• SOURCE INFORMATION:
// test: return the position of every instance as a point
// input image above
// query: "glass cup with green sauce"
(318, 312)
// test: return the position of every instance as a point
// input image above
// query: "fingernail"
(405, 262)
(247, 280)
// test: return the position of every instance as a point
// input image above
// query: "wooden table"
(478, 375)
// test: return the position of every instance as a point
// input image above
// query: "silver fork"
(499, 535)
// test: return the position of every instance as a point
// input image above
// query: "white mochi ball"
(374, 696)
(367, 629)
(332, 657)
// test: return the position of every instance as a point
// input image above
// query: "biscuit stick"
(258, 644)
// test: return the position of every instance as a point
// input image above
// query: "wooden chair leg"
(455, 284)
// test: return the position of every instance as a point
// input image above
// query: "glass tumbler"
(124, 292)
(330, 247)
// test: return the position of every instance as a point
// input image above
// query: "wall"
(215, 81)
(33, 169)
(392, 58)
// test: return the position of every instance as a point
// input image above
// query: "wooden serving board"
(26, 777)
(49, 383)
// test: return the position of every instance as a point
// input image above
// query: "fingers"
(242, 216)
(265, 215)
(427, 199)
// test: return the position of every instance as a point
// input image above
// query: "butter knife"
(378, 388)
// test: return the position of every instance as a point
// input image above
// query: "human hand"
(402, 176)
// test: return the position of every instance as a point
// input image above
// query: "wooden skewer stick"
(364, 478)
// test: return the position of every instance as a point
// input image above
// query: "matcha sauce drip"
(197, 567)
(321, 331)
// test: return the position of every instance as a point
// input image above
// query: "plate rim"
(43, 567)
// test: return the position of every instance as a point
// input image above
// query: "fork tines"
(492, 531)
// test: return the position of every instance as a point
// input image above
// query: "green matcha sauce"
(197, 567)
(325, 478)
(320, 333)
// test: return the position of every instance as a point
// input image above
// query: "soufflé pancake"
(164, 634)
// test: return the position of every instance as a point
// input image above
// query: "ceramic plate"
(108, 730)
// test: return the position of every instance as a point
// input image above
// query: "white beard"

• EXERCISE AIM: An exact copy of every record above is what's needed here.

• ANSWER:
// test: return the position of every instance as a point
// input image above
// query: "glass cup with green sauce"
(318, 312)
// test: return the position of every instance as a point
// input image above
// query: "fingernail"
(405, 262)
(247, 280)
// test: return the position of every instance as a point
// input image above
// query: "wooden table"
(478, 375)
// test: return the position of every instance as a point
// input image above
// query: "silver fork"
(499, 535)
// test: return the position of every instance as a point
// input image above
// query: "white mochi ball"
(374, 696)
(367, 629)
(332, 657)
// test: return the position of every instance as a point
// input image above
// query: "biscuit stick"
(258, 644)
// test: return the position of every instance as a point
// input image above
// query: "wooden chair leg"
(455, 284)
// test: return the position of every instance as a point
// input image above
// query: "glass tumbler"
(124, 292)
(330, 247)
// test: return the position of every instance as a point
// input image above
// query: "wall"
(215, 81)
(33, 169)
(392, 58)
// test: return the position of every instance as a point
// input image above
// query: "wooden serving board"
(26, 777)
(49, 383)
// test: return the position of every instance as a point
// input image above
// query: "fingers"
(242, 216)
(265, 215)
(427, 199)
// test: return the position of every instance as a point
// input image above
// query: "butter knife"
(378, 388)
// test: return the position of every instance as a point
// input image above
// query: "human hand"
(402, 176)
// test: return the position of every instance as a point
// input image above
// query: "wooden skewer stick"
(364, 478)
// test: return the position of every instance as a point
// input image above
// query: "matcha sauce drip"
(197, 567)
(321, 331)
// test: return the position of every instance as a point
// input image above
// query: "plate rim"
(43, 567)
// test: return the position of every instance as a point
// input image above
// query: "fork tines"
(492, 531)
// test: return the position of every instance as a point
// input image above
// query: "green matcha sauce"
(197, 567)
(325, 478)
(320, 333)
// test: return the position of every instance as a point
// input image above
// query: "soufflé pancake"
(164, 634)
// test: return the position of every instance as a point
// input image above
// query: "ceramic plate"
(108, 730)
// test: return the position of every instance as a point
// input image above
// query: "white beard"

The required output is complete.